#### Text shown:

=====

📖Program Curriculum
Course outline
The degree allows you to study both human and physical geography, although you can choose to specialise in one of these areas from the second year.
You typically have six to eight lectures each week (with associated reading), as well as practicals, laboratory work and field classes. In addition, you normally have three supervisions a fortnight at which you discuss a topic beyond the material given at lectures, usually based on reading, essay writing, preparation of presentations or answering data response questions.
Year 1 (Part IA)
You’re introduced to key themes and issues by studying two core papers, which have recently been:
People, Place and the Politics of Difference – topics are varied, but may include globalisation; cultural geography; sustainable development; historical geography; urbanisation; geopolitics; uneven economies and inequality; health and disease
Environmental Processes and Change – topics are varied but may include tectonics and volcanism; coastal processes; glacial processes; Quaternary climate change; biogeography; atmosphere and climate
For each paper, you are assessed at the end of the year.

=====

#### Excerpted data:
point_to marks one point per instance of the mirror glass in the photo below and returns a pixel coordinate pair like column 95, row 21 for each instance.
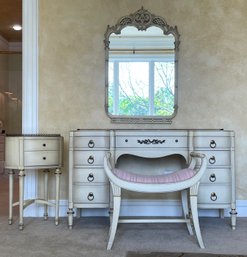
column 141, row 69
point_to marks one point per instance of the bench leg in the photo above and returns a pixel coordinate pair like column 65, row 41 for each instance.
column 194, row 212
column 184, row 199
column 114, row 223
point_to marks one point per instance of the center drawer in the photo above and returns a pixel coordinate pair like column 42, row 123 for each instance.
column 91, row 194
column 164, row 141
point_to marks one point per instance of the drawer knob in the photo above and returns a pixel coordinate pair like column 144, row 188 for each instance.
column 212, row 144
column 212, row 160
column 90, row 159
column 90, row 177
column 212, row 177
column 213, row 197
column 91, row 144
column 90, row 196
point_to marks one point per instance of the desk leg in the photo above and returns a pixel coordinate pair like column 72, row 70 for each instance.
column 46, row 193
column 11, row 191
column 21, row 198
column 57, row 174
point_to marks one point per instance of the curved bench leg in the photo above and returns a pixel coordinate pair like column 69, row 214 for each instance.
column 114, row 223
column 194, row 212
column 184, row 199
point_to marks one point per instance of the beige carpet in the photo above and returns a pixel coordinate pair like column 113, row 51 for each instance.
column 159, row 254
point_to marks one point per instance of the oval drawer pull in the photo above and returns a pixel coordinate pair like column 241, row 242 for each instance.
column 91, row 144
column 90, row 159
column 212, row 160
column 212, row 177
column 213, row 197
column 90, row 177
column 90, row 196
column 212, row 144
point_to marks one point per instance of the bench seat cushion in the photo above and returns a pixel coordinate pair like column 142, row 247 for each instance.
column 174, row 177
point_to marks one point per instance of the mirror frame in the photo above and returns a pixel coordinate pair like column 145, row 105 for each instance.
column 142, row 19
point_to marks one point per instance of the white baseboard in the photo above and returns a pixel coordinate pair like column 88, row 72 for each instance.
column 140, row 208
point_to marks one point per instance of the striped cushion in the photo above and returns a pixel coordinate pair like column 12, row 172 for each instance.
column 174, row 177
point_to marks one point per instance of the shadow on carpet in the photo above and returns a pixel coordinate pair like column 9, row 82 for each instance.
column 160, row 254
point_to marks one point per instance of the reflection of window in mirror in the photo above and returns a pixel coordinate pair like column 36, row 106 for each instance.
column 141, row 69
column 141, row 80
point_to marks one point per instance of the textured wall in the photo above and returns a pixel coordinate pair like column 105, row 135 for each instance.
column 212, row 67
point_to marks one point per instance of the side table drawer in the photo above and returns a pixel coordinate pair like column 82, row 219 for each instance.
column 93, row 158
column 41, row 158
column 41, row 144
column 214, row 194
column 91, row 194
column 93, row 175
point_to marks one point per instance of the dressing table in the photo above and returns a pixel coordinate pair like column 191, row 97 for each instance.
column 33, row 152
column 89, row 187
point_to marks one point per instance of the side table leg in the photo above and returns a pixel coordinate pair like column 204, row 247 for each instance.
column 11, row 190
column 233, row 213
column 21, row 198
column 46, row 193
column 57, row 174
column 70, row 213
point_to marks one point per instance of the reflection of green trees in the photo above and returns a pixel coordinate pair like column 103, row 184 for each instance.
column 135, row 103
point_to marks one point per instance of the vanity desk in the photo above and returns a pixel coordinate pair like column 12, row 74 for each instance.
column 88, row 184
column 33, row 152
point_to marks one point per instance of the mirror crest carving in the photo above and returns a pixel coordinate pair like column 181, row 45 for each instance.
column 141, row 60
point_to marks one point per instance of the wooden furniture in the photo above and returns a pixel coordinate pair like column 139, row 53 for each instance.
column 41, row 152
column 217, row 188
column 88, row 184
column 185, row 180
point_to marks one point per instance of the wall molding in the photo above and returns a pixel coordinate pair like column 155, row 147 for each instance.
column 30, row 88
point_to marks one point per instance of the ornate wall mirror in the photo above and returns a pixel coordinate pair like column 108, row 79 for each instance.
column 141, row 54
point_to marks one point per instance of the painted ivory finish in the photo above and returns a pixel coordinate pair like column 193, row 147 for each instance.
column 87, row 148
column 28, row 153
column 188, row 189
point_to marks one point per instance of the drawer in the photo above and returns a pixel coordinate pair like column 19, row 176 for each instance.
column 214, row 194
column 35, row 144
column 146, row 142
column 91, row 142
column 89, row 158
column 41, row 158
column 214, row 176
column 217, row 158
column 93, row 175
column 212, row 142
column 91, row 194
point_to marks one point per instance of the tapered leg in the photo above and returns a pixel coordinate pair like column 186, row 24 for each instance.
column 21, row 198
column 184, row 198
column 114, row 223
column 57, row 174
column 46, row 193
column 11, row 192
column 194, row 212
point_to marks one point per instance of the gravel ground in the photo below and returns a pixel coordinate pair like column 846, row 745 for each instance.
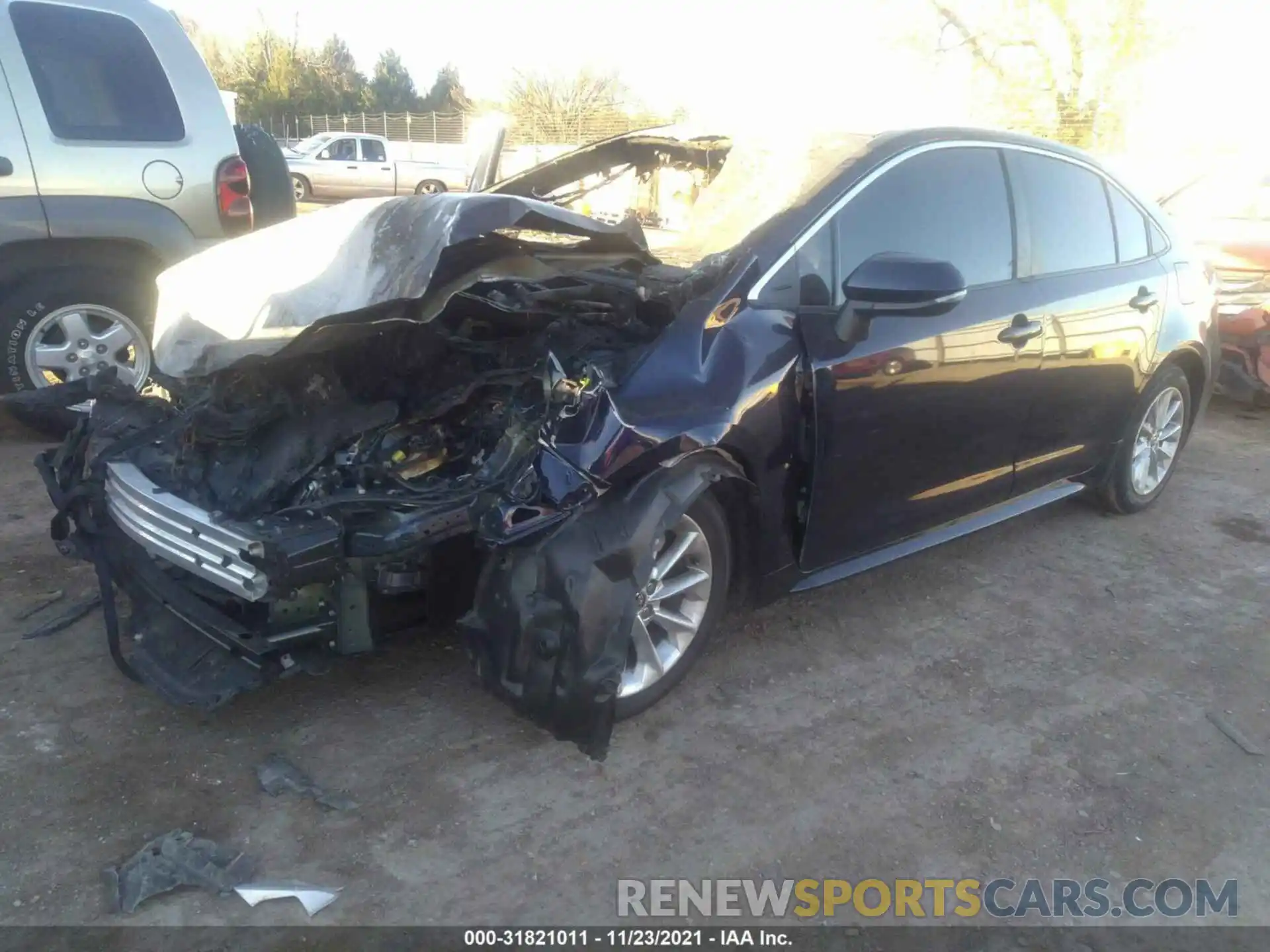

=====

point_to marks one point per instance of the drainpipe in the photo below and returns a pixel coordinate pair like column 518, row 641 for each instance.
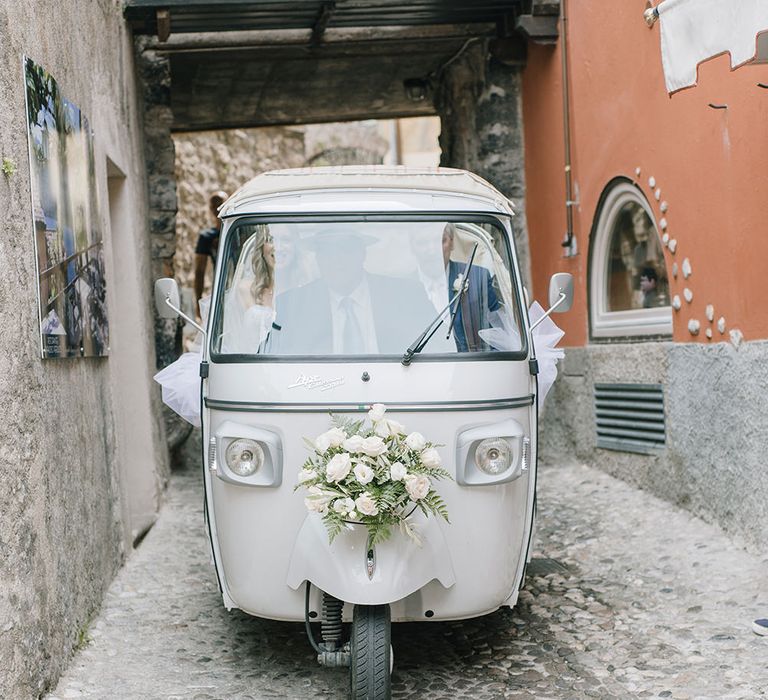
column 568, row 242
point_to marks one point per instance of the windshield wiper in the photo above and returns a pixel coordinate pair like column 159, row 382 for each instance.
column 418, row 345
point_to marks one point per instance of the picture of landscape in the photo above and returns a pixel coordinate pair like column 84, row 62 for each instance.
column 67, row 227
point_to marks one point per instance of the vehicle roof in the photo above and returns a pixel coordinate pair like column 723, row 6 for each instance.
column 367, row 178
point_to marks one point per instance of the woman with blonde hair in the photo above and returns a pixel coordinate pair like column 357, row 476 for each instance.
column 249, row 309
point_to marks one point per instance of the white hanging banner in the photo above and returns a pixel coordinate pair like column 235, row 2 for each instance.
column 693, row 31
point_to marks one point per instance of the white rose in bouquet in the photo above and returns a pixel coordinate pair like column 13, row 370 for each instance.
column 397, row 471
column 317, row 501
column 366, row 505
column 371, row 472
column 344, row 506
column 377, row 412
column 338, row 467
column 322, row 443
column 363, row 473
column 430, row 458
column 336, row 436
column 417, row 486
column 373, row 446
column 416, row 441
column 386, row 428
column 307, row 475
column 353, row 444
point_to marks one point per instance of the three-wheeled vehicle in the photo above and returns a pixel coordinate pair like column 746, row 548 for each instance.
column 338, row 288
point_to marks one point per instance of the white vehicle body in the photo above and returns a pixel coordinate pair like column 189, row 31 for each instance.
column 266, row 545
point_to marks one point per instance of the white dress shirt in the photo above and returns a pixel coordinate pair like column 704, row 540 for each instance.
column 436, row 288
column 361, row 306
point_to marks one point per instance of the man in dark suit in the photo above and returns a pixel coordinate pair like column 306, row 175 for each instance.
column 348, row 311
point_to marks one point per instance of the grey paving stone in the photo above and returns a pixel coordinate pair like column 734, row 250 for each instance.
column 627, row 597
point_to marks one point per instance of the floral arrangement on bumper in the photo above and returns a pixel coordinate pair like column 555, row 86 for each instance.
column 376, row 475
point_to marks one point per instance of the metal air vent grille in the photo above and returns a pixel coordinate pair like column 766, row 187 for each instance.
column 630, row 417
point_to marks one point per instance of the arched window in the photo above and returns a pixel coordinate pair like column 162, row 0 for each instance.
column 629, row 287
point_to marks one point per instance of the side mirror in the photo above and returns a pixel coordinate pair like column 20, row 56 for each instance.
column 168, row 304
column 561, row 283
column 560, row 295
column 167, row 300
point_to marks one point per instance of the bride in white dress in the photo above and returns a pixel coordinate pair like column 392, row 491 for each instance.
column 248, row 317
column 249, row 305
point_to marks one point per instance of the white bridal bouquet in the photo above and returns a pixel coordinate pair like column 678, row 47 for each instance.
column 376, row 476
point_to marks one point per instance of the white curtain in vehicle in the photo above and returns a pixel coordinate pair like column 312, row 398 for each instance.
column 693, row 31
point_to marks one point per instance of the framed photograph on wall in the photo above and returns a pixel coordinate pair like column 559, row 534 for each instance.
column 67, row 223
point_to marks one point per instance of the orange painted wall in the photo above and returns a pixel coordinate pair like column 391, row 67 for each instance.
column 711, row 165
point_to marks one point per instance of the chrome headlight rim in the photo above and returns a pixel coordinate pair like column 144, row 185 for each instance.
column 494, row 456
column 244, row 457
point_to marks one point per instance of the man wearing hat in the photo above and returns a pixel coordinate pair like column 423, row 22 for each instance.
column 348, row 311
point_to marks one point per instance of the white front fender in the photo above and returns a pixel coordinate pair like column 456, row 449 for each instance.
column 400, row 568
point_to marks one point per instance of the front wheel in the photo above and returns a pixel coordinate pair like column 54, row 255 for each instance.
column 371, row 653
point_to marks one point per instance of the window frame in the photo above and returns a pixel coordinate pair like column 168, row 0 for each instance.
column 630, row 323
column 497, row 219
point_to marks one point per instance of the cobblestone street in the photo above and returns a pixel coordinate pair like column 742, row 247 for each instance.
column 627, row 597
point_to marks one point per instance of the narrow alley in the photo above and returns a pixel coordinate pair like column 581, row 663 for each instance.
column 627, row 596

=====

#### Exercises:
[a] Reproduce the portion of the geography course outline from "You’re introduced to" up to and including "of the year.".
[b] Carry on the geography course outline, picking up after its final sentence.

#### Task answers:
[a]
You’re introduced to key themes and issues by studying two core papers, which have recently been:
People, Place and the Politics of Difference – topics are varied, but may include globalisation; cultural geography; sustainable development; historical geography; urbanisation; geopolitics; uneven economies and inequality; health and disease
Environmental Processes and Change – topics are varied but may include tectonics and volcanism; coastal processes; glacial processes; Quaternary climate change; biogeography; atmosphere and climate
For each paper, you are assessed at the end of the year.

[b]
You will also attend a range of lectures and lab classes (both physical and computer-based) introducing you to geographical research skills across the subject. These are assessed by means of coursework.
Year 2 (Part IB)
All students take a compulsory paper, Living with Global Change, which examines key concepts and current issues in geography, usually based around the theme of geographical risk (the exact focus varies from year to year).
In addition, you can begin to specialise and select three papers from a choice of six. The list below give examples of the choice that may be offered, but these can change from year to year:
Inequality
Development Theories, Policies and Practices
Citizenship, Cities and Civil Society
Glacial Processes
Biogeography
Quaternary Climates and Environments
You will also undertake project work involving field, lab and computer skills and techniques. Projects vary according to which you papers you choose, but everyone takes a course in quantitative methods.
You will also take part in field classes of five to eight days; these trips usually include a mix of different types of geography and help you to develop knowledge and skills for your dissertation.
Assessment in the second year is based on a mix of written examinations for the four papers, and submission of a portfolio of coursework.
Year 3 (Part II)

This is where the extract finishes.